Why Can’t We Just Spend Our Way Out of Depression?
The Canadian government has made a commitment to spend an unprecedented amount on ‘stimulus’. So has the US. The British government has bought many banks (along with the US) and will likely buy several more over the coming months. The EU has reduced lending rates in order to encourage people to borrow, spend and borrow some more.
Through this process, the world’s economic ‘power houses’ are going broke and are printing unprecedented levels of money with an intent to encourage people to spend again.
There’s just one problem. It won’t work.
Someone needs to remind them of a simple concept: demographics.
During the 1950s, we saw a unique boom in suburban development and home building. Why? The Boomers were coming home in the swaddling clothes and their parents were in a massive nesting mode.
In Canada, the 1960s and early 70s saw the growth of programs, particularly social programs devoted to teen Boomers and their desire to get an education, start taking care of themselves and repeat the cycle all over again that their parents had started 15-25 years earlier.
Universal medicare, education and child support programs quickly became the norm and the best way to buy votes by leacherous politicians hoping to get into office and to stay in office. As the programs expanded, the world’s leading economies – Canada included – saw their debt flower into surprisingly large numbers. Conservatives will never forgive the ‘Pearson-Trudeau’ era because they felt their government had sold them out … and that’s exactly what happened.
But at least they had a plan. I’ll come back to that in a moment.
Again, in the 1970s, we saw other economic shocks. Gas prices spiked, not once, but twice. First in 1974 and then again in 1979. Why? Well, there were thousands of reasons why, but I attribute a lot of the opportunity for OPEC with one thing: demand. As Boomers were graduating from their BAs and MAs, they wanted the one thing that America seemed to be good at producing: a car.
All of those cars and all of those roads, in addition to all of the other by-products that came from oil (plastics, etc) meant the demand for oil exceeded demand for nearly any other commodity.
The oil shocks reached their peaks in 1979, but the prices of all other commodities kept climbing because Boomers were after another thing: a house that needed lots of aluminum, copper wiring, rugs, furniture, 2×4 studs and so on. More importantly, with housing demand, came unprecedented levels of demand for loans. The cost of borrowing skyrocketed and interest rates in the range of 15-20% were not uncommon.
Phew. It doesn’t end. Once they bought their houses, they started saving and leveraged some of that capital and began to pump it into the market. They kept pumping until we had our first massive correction in 1987 and another one in 1991. The world economy didn’t really emerge from the first stock shock until the mid 1990s, only to be beaten down in 1999-2000 by the exceptionally irrational Dot-com boom/bust.
And then life seemed to happen to all of us while the Boomers were making other plans. They kept saving, they kept borrowing and they kept spending, leading the charge for all of us as we entered a fantastic era of growth and prosperity.

## Entries supplied
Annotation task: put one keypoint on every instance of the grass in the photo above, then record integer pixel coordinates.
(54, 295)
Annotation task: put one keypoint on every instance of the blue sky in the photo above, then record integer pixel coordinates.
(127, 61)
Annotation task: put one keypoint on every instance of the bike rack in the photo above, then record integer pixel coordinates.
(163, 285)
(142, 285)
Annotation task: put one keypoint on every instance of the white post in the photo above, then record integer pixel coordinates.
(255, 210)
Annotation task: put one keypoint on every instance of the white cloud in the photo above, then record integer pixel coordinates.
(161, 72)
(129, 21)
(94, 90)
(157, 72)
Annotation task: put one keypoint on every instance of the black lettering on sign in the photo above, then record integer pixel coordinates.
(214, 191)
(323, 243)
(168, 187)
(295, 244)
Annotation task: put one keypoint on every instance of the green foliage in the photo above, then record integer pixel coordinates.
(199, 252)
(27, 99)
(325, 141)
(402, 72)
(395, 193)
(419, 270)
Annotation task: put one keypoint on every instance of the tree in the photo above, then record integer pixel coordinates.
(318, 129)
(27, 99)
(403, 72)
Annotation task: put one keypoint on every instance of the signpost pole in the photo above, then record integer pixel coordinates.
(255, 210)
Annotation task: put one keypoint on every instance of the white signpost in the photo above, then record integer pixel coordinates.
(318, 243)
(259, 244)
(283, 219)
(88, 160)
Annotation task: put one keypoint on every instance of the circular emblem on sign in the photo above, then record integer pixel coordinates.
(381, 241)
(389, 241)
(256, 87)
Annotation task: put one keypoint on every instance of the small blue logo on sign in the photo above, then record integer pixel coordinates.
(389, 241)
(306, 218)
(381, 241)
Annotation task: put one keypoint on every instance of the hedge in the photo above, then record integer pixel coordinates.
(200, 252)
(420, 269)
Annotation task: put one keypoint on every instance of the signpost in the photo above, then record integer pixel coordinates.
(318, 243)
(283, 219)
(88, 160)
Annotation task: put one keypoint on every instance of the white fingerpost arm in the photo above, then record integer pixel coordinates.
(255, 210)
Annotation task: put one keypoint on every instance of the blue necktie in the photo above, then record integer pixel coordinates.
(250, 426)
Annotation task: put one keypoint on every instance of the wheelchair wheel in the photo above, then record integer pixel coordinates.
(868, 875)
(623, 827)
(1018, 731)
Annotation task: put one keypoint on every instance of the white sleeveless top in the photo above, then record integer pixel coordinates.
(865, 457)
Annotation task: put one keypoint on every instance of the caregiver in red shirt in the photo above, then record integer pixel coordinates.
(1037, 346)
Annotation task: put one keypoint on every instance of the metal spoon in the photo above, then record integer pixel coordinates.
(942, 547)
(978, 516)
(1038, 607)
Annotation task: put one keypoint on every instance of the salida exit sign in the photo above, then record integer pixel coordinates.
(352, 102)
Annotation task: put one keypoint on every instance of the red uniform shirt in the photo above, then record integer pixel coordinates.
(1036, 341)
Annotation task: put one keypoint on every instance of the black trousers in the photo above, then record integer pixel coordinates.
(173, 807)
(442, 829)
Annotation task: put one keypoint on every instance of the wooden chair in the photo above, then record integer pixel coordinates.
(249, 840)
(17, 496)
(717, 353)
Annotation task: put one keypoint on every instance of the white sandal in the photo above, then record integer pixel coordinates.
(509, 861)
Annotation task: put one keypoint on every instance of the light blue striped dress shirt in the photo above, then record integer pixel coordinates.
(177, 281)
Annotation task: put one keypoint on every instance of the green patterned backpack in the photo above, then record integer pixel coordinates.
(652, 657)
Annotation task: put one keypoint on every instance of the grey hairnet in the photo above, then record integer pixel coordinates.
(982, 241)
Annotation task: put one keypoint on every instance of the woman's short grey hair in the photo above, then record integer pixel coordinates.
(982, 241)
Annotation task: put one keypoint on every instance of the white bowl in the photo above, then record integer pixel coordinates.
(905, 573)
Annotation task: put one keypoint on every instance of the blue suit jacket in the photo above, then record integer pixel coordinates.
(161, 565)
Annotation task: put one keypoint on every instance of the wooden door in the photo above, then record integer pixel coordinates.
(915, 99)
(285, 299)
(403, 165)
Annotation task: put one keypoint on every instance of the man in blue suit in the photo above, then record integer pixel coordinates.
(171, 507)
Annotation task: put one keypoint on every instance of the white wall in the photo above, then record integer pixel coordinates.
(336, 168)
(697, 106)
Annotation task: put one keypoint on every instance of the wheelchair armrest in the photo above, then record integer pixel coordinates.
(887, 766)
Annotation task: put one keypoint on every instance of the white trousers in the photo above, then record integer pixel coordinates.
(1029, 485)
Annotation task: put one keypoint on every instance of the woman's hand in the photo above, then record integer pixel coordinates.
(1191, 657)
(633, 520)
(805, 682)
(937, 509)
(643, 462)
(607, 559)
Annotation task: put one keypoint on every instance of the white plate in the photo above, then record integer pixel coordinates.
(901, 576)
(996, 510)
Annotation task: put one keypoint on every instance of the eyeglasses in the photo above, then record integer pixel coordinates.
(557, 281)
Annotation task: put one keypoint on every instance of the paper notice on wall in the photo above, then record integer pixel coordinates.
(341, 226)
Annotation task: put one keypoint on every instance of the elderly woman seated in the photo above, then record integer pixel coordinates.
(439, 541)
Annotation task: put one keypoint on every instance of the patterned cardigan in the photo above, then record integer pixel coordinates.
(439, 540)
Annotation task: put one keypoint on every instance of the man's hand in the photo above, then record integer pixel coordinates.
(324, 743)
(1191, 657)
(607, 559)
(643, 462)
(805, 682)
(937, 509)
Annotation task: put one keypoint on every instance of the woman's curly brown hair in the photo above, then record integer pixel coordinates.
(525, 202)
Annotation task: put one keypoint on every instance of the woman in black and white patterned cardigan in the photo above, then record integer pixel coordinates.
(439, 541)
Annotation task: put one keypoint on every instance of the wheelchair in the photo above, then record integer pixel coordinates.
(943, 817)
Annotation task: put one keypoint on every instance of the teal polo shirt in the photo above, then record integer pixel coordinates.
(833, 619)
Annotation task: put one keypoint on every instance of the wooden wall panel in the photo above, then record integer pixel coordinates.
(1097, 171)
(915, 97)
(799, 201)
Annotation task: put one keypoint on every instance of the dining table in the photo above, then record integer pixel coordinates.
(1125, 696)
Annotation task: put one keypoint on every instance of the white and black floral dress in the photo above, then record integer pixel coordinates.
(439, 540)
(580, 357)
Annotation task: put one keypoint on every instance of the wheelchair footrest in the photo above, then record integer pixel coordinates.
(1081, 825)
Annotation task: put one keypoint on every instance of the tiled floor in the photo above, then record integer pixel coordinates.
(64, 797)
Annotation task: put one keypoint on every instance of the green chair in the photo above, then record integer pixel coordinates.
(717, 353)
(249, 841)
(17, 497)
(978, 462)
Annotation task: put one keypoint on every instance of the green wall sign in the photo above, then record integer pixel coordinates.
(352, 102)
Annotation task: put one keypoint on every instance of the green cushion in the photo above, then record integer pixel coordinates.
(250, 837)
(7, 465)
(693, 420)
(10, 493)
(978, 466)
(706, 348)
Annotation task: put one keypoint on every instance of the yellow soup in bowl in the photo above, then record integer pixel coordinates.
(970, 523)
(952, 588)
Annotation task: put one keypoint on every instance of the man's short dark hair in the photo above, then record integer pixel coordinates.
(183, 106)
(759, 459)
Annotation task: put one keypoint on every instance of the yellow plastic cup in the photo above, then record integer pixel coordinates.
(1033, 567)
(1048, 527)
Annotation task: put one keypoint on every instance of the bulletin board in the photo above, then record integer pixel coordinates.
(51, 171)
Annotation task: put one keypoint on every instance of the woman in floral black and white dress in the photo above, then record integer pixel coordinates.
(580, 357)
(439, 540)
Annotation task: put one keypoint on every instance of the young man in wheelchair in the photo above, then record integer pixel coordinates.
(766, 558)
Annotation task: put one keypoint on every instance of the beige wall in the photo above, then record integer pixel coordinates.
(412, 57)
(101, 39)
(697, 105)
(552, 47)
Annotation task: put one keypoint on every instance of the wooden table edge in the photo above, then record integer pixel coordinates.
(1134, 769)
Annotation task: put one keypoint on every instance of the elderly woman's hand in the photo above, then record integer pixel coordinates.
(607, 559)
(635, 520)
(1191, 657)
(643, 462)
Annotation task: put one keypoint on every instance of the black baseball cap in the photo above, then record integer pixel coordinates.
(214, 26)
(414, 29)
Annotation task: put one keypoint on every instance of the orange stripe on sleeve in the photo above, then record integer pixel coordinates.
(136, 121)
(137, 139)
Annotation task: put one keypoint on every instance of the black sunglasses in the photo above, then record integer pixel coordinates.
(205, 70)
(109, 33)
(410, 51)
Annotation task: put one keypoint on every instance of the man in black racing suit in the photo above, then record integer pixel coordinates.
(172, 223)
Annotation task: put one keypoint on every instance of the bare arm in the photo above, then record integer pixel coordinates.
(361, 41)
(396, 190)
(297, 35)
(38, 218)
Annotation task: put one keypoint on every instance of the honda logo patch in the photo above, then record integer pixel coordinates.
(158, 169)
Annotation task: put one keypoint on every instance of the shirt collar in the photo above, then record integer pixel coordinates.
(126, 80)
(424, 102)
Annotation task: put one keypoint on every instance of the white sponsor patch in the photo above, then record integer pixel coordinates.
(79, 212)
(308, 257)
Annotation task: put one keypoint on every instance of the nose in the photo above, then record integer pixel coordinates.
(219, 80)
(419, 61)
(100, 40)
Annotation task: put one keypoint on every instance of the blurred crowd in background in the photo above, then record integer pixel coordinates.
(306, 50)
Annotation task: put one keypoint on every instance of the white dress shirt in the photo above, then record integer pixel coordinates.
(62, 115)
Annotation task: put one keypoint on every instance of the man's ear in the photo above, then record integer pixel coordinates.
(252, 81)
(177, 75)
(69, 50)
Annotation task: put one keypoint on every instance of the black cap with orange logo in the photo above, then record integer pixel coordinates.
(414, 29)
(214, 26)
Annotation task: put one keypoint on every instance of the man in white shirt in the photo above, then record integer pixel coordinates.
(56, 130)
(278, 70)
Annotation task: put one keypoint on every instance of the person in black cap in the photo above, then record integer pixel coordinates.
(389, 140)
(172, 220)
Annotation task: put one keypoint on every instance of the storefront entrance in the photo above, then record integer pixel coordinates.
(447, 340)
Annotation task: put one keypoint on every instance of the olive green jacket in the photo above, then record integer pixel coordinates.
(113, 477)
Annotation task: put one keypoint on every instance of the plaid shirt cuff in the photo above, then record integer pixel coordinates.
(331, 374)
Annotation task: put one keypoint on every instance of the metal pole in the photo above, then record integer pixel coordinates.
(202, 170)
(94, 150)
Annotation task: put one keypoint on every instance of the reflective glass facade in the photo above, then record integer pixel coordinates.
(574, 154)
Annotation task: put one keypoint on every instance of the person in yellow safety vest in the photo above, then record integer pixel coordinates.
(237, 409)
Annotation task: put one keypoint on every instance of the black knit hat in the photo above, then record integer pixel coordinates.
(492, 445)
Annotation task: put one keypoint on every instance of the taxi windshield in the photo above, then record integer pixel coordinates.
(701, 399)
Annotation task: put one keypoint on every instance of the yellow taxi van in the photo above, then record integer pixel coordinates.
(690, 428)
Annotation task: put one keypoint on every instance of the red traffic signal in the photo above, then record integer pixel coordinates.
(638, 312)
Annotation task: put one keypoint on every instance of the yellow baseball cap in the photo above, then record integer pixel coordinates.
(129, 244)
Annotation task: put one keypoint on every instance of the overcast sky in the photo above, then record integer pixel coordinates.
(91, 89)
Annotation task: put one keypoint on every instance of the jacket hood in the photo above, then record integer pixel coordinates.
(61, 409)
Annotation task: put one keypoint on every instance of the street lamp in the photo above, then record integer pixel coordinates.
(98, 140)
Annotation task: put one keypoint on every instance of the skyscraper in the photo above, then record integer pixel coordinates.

## Task objective
Reproduce the passage of the post on stimulus spending and Boomer demographics from "Why Can’t We" to "to spend again.".

## Response area
Why Can’t We Just Spend Our Way Out of Depression?
The Canadian government has made a commitment to spend an unprecedented amount on ‘stimulus’. So has the US. The British government has bought many banks (along with the US) and will likely buy several more over the coming months. The EU has reduced lending rates in order to encourage people to borrow, spend and borrow some more.
Through this process, the world’s economic ‘power houses’ are going broke and are printing unprecedented levels of money with an intent to encourage people to spend again.